OPDRACHT 1. Neem de tekst over Miet Schyns en haar dagboeken volledig en letterlijk over.

TEKSTFRAGMENT.
****************************************

Miet Schyns (1896-1984) kreeg in 2019 bekendheid als verzetsvrouw. Tientallen onderduikers vonden een veilig heenkomen in haar woonhuis. Nu staat ze opnieuw in de belangstelling vanwege de dagboeken die ze tussen 1915 en 1947 schreef. Jan van Boxtel dook in het leven van deze daadkrachtige dame.
Tekst en fotografie: Theo van Etten
Jan kent inmiddels elke letter van de dagboeken van Miet. De voormalig docent Frans aan het St. Odulphuslyceum en al jaren vrijwilliger bij het archief, worstelde zich door 23 schriften, in totaal zo’n 3000 pagina’s. Handgeschreven, overwegend in het Nederlands, soms in authentiek Vlaams. Regionaal Archief Tilburg liet de dagboeken met behulp van AI digitaliseren, waardoor iedereen ze nu online kan doorzoeken. Jan controleerde elk door de computer vertaald woord.

****************************************

ITEMS UIT DATASET.

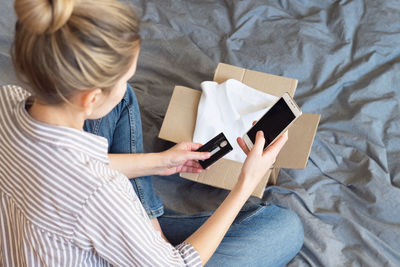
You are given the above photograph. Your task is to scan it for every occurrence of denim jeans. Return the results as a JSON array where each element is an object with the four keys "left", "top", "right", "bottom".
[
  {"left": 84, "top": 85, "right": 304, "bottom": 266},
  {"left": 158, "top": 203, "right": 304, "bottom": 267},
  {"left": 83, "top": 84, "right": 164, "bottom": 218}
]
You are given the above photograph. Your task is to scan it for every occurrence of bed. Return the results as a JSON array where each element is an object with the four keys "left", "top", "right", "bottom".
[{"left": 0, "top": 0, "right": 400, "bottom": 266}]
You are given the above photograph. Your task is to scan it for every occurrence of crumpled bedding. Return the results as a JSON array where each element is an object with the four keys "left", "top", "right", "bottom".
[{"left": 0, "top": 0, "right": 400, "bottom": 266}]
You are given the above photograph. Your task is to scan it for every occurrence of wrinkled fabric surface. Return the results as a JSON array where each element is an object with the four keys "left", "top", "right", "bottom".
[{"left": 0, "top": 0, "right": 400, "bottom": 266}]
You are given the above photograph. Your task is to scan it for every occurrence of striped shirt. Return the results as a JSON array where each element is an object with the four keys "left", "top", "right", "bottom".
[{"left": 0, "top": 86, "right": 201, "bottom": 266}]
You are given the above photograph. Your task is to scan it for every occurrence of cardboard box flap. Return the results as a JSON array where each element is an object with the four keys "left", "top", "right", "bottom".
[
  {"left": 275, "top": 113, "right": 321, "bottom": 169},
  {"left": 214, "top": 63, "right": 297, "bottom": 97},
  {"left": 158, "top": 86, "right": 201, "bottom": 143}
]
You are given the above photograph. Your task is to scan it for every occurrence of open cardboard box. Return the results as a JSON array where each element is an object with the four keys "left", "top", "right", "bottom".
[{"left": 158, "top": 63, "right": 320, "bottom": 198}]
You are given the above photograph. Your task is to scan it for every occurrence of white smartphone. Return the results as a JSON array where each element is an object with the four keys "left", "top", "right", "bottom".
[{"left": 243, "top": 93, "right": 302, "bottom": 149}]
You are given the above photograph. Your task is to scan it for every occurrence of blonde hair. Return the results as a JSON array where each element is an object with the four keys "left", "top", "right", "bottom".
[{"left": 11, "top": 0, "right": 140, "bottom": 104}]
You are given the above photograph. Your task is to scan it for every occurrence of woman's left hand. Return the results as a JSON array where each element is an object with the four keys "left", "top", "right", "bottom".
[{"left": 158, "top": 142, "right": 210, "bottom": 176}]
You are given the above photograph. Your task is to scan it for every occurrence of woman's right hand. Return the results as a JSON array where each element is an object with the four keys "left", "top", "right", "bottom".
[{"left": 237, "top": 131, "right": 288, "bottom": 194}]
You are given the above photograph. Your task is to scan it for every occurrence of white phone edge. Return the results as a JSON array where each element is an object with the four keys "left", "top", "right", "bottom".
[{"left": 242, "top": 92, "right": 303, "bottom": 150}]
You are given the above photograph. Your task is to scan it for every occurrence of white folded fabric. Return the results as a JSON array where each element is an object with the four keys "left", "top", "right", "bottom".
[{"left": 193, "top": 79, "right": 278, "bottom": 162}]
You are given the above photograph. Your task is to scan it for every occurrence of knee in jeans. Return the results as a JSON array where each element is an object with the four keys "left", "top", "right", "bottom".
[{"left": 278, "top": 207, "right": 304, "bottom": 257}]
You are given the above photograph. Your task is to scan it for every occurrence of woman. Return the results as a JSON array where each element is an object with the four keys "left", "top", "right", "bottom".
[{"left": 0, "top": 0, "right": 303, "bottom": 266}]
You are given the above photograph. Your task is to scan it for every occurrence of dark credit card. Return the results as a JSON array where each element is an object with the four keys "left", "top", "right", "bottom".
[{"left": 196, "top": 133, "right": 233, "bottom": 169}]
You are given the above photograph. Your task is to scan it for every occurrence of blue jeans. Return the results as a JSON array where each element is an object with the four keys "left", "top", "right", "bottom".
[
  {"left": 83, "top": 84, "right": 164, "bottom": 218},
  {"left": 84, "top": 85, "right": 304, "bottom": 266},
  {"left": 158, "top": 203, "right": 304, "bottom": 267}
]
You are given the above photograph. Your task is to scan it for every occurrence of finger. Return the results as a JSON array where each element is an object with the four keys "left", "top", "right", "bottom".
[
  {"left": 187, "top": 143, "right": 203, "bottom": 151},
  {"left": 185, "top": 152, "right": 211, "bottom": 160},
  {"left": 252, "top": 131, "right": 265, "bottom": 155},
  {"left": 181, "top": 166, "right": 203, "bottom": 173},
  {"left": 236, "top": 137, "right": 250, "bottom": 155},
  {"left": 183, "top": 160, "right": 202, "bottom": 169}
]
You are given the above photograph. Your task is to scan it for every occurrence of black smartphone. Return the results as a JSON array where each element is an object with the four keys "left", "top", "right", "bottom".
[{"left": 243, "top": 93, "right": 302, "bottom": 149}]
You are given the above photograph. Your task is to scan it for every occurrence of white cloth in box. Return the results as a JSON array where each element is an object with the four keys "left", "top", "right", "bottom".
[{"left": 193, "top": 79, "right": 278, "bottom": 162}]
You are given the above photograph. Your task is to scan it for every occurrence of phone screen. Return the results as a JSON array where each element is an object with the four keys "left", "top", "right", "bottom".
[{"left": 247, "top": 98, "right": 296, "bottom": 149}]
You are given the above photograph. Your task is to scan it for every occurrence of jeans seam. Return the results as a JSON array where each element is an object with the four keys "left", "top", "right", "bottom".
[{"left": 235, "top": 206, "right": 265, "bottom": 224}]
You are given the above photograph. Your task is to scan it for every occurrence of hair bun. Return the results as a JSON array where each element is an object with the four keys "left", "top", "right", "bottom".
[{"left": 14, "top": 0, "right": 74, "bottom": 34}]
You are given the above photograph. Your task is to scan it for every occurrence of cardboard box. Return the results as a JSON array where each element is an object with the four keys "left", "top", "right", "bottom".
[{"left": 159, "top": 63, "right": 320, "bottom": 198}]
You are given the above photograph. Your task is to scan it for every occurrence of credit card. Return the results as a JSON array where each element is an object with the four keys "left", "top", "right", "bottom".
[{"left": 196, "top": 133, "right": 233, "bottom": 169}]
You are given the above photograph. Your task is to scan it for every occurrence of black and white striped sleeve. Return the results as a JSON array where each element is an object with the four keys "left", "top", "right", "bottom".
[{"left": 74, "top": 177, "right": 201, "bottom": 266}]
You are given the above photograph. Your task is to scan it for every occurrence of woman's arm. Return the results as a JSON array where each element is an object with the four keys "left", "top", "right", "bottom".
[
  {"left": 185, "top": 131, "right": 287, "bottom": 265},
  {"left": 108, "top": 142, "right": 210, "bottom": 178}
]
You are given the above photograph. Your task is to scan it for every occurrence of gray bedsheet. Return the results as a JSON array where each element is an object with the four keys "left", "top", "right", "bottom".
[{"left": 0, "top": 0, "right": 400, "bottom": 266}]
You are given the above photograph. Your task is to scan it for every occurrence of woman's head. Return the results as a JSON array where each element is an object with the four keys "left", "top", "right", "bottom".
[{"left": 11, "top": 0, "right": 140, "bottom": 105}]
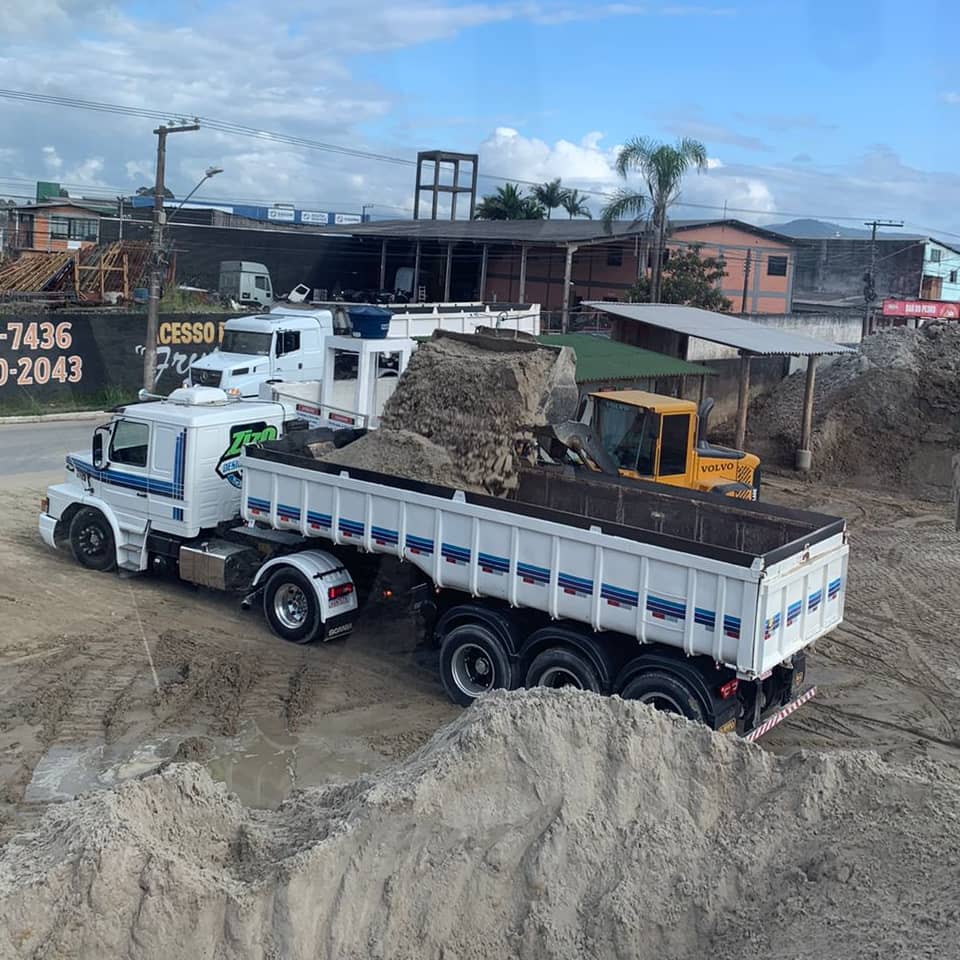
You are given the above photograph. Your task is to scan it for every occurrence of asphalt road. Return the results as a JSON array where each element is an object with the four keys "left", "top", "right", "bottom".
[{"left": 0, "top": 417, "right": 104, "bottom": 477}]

****************************************

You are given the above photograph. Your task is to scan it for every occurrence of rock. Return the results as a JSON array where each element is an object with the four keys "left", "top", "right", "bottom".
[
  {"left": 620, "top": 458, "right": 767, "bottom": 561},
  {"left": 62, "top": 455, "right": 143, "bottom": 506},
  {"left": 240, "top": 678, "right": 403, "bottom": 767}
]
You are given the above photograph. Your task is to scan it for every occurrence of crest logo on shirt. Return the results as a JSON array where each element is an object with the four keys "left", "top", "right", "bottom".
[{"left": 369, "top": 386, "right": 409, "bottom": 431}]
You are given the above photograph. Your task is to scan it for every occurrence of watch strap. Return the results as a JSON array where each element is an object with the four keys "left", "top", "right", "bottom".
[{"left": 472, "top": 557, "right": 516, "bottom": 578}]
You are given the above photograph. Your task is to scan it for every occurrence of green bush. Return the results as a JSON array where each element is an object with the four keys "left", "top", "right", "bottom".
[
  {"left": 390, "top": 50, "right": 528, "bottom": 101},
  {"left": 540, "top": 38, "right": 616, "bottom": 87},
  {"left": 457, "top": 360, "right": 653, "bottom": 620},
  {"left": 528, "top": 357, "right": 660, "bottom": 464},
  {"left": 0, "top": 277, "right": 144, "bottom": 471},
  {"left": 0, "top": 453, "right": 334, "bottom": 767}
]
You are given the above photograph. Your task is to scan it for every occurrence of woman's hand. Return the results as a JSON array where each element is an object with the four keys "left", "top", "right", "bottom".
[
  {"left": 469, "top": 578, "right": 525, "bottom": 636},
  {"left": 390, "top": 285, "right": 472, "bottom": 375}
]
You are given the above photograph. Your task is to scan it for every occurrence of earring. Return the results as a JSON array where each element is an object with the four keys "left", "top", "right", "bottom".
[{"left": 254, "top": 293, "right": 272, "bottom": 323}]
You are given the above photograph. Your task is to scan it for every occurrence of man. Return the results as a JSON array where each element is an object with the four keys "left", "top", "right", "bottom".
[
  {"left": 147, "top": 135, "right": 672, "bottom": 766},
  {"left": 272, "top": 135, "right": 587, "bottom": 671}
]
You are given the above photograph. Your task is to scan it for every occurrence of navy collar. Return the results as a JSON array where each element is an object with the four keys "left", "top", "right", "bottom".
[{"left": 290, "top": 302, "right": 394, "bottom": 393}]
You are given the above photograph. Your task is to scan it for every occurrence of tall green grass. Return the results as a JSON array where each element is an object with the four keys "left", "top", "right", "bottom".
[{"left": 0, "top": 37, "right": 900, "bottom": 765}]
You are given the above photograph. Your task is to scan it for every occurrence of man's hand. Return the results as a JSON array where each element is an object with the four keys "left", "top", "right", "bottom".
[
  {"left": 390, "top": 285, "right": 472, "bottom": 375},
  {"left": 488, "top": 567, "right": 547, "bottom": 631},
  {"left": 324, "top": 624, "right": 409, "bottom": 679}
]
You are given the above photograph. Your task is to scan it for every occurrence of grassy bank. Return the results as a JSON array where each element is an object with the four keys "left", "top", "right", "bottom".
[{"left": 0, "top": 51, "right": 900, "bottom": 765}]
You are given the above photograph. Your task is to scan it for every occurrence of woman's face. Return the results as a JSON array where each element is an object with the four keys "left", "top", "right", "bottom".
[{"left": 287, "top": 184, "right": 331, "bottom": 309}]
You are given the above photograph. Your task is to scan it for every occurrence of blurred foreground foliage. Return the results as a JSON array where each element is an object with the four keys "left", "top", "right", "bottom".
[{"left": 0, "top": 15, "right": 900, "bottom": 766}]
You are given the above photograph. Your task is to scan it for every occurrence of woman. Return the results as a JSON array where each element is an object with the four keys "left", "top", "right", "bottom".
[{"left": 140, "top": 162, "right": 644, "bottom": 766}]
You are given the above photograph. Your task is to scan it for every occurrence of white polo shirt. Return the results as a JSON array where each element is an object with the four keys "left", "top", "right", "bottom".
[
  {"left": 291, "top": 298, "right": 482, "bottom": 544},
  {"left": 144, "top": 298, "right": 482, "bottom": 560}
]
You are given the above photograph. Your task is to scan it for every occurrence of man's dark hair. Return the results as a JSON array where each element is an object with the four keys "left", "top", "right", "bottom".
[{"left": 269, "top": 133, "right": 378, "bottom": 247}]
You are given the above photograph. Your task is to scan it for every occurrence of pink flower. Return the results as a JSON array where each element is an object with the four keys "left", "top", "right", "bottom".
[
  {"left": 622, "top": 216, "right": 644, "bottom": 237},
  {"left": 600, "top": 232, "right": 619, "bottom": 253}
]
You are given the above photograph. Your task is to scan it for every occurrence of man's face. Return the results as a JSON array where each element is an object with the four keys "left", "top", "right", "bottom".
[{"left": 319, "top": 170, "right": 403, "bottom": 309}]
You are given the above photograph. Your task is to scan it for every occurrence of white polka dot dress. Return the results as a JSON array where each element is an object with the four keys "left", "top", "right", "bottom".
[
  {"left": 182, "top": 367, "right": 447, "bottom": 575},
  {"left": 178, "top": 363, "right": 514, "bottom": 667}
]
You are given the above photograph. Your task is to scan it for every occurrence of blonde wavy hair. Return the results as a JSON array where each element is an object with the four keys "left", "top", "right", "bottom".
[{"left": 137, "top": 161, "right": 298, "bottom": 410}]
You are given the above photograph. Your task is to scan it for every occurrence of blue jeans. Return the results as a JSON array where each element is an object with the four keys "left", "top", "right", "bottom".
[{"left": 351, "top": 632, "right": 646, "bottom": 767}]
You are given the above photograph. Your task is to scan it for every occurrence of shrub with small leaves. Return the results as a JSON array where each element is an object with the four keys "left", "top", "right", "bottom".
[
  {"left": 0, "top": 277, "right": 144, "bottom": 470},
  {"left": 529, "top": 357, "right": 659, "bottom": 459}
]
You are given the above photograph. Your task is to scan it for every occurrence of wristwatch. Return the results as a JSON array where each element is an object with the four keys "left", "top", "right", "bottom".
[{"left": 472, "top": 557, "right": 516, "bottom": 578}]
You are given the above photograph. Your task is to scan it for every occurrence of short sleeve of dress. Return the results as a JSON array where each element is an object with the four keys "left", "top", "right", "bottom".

****************************************

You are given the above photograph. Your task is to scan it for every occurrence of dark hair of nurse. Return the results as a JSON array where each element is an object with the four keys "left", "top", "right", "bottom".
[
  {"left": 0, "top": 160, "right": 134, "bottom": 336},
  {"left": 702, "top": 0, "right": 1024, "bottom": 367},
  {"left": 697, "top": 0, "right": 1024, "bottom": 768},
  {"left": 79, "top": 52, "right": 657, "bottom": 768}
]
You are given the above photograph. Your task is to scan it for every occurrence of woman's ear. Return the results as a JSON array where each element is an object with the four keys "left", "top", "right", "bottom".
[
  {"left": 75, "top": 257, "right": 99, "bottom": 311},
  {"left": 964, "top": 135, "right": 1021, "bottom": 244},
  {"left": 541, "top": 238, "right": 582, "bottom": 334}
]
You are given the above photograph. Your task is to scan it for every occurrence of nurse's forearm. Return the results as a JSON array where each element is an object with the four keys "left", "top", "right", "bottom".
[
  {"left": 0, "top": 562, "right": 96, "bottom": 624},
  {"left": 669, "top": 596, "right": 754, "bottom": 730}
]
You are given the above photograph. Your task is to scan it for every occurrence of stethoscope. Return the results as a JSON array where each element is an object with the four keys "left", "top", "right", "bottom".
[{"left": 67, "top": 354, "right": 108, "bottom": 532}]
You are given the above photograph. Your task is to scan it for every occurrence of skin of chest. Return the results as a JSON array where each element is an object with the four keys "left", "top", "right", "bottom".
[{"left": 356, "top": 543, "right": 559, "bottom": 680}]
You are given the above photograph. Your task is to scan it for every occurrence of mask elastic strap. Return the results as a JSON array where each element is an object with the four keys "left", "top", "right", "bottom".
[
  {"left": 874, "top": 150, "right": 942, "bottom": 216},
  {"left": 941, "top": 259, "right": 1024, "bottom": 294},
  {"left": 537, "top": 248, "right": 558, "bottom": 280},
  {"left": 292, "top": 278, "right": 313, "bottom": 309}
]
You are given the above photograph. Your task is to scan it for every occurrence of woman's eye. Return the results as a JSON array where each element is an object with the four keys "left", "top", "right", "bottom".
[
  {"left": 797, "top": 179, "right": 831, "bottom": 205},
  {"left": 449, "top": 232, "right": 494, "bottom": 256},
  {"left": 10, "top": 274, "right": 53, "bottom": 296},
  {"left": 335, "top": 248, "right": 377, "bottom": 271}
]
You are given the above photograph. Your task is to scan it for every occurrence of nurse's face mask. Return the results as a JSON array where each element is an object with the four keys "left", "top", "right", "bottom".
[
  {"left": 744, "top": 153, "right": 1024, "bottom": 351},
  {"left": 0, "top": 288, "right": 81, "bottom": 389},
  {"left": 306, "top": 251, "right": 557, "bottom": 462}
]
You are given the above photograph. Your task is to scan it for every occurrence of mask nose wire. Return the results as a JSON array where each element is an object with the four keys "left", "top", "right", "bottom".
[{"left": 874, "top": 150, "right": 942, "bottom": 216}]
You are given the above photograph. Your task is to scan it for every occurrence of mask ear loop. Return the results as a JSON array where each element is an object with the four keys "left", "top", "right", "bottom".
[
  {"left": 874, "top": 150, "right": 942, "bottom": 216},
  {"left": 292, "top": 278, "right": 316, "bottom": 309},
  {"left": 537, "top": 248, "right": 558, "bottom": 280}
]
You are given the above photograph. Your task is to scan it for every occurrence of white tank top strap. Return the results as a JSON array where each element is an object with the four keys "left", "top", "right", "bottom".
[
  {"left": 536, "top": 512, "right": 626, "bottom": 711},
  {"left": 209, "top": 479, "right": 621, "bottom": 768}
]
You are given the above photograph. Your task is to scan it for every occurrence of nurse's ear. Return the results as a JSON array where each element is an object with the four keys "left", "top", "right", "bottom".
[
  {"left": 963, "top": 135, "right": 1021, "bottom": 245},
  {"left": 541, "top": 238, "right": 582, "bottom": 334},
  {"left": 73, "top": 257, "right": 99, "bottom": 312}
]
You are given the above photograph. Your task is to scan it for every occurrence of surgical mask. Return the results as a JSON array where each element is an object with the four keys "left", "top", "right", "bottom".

****************************************

OPDRACHT 2. Tel hoeveel regels van de items hierboven het woord "dress" bevatten, met onderscheid tussen hoofdletters en kleine letters, en geef alleen dat aantal.

ANTWOORD 1.
Miet Schyns (1896-1984) kreeg in 2019 bekendheid als verzetsvrouw. Tientallen onderduikers vonden een veilig heenkomen in haar woonhuis. Nu staat ze opnieuw in de belangstelling vanwege de dagboeken die ze tussen 1915 en 1947 schreef. Jan van Boxtel dook in het leven van deze daadkrachtige dame.
Tekst en fotografie: Theo van Etten
Jan kent inmiddels elke letter van de dagboeken van Miet. De voormalig docent Frans aan het St. Odulphuslyceum en al jaren vrijwilliger bij het archief, worstelde zich door 23 schriften, in totaal zo’n 3000 pagina’s. Handgeschreven, overwegend in het Nederlands, soms in authentiek Vlaams. Regionaal Archief Tilburg liet de dagboeken met behulp van AI digitaliseren, waardoor iedereen ze nu online kan doorzoeken. Jan controleerde elk door de computer vertaald woord.

ANTWOORD 2. 2